#### Your assignment
Return the lines of the data below exactly. Start at the first and end with the line containing "Target: grass".

Natural-language object grounding data
.....

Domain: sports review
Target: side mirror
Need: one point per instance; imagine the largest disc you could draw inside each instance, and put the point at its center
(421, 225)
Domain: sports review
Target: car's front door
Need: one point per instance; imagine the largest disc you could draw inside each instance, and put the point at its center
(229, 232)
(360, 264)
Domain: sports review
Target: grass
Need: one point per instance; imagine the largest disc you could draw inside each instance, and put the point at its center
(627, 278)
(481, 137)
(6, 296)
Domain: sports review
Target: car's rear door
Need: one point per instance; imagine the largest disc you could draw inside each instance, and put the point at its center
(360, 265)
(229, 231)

.....

#### Your response
Domain: sports review
Target: side mirror
Need: one point per instance; imagine the largest disc you could draw inside each instance, and put the point at its center
(421, 225)
Domain: sports review
Target: car's front door
Need: one point per instance; imagine the largest disc you could draw inside each instance, and put the point at its center
(229, 232)
(360, 264)
Domain: sports review
Target: grass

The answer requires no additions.